• **Text provided**:
<<<<
Vue began writing her essay at the height of the pandemic in March 2020.

“My grandmother had lived through hard times and survived it,” Vue said. “Generations later she is still a beacon of hope and strength in our family. If she could survive a war, I knew we could get through anything together. I also reflected on my childhood, which grounded me during the uncertainty of the pandemic. Coming from a modest upbringing, I knew that we could get through it as long as we had one another in the same way we did as children.”

At first, Basu was not able to think of anything hopeful about the pandemic. But then the idea of baking bread or making Indian roti as an act of everyday hope emerged.

“My essay is about my own efforts at making Indian flatbreads,” Basu said. “I connected this to bread shortages as well the plight of migrant workers in India who were forced to walk back to villages when the lockdown began, sometimes without food or water.
>>>>
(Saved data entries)
<<<<
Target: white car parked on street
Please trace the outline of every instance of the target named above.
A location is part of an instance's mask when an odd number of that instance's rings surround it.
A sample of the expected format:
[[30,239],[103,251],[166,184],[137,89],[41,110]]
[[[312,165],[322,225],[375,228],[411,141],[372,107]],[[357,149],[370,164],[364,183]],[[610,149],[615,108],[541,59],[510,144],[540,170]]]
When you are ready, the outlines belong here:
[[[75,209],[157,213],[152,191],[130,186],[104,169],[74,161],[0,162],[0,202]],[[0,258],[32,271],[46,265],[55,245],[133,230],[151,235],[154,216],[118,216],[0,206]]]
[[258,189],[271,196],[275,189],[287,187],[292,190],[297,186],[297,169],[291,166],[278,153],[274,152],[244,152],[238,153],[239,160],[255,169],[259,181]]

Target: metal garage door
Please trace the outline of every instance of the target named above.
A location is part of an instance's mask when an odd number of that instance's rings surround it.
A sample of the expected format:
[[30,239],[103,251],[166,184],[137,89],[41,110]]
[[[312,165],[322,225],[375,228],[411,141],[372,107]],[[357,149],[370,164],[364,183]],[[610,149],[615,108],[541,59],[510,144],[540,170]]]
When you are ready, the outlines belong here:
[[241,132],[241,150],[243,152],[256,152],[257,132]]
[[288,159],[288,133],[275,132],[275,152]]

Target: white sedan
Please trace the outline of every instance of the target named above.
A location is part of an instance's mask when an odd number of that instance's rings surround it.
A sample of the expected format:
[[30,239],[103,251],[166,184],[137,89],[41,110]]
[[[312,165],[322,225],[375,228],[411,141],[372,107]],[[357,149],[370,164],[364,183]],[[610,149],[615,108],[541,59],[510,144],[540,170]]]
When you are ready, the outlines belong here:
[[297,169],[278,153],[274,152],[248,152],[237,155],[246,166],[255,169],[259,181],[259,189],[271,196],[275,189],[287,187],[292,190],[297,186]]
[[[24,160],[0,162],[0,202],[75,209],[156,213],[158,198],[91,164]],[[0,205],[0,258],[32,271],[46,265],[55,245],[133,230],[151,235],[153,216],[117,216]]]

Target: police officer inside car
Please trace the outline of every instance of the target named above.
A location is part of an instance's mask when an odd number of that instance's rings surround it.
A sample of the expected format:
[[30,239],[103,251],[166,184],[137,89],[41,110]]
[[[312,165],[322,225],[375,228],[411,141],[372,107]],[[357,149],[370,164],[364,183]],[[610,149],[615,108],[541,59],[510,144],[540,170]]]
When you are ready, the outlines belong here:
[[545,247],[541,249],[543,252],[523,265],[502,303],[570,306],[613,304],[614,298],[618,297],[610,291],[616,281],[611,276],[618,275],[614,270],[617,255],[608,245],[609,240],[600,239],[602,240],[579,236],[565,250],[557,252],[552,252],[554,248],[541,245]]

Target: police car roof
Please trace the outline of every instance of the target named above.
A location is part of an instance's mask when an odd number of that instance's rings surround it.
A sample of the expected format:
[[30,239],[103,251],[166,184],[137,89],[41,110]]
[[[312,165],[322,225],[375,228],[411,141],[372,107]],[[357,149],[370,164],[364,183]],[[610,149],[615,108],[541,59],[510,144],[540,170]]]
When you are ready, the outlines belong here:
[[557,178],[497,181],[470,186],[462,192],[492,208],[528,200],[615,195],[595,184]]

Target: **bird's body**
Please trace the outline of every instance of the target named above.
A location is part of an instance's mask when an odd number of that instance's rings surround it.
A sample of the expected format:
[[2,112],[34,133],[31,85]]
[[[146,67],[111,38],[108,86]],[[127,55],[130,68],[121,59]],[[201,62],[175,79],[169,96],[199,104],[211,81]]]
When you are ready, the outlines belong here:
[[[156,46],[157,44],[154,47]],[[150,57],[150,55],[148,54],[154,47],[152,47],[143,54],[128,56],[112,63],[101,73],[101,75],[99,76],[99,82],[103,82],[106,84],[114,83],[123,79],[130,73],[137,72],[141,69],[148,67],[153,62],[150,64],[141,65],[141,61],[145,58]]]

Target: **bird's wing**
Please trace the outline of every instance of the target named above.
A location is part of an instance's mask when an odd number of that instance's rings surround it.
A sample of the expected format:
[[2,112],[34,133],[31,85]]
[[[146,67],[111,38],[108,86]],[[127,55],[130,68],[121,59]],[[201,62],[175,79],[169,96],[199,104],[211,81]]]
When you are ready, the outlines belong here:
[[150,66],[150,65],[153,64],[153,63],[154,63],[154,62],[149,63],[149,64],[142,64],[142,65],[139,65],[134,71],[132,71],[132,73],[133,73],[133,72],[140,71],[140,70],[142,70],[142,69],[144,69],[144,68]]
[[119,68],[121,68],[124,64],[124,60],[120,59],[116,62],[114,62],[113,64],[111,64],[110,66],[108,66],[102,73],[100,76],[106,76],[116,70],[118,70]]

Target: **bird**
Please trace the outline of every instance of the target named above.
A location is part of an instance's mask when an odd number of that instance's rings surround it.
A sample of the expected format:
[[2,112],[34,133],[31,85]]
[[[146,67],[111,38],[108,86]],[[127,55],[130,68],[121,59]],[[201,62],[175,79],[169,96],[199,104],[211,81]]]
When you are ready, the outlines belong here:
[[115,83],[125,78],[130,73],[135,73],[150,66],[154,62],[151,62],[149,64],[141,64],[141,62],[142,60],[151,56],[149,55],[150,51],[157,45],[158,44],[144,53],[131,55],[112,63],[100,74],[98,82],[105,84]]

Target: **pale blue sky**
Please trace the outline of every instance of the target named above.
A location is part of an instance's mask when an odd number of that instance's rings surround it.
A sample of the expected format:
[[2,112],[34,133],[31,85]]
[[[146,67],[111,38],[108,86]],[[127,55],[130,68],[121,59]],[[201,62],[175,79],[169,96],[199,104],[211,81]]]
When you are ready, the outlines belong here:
>>>>
• **Problem 1**: Output the passage about the pandemic essays verbatim, everything from "At first, Basu" down to "everyday hope emerged.".
• **Problem 2**: List every term for a kind of bread that appears in the passage about the pandemic essays.
• **Problem 3**: Summarize the passage about the pandemic essays in two sentences.
The rows are separate material and are unrelated to the passage about the pandemic essays.

• **Written response 1**:
At first, Basu was not able to think of anything hopeful about the pandemic. But then the idea of baking bread or making Indian roti as an act of everyday hope emerged.

• **Written response 2**:
bread
Indian roti
Indian flatbreads

• **Written response 3**: Vue began an essay in March 2020 that drew strength from her grandmother's survival of a war and from a modest childhood, which grounded her during the uncertainty of the pandemic. Basu, who at first found nothing hopeful about the pandemic, wrote about making Indian flatbreads as an act of everyday hope and connected this to bread shortages and to migrant workers in India who had to walk back to their villages when the lockdown began.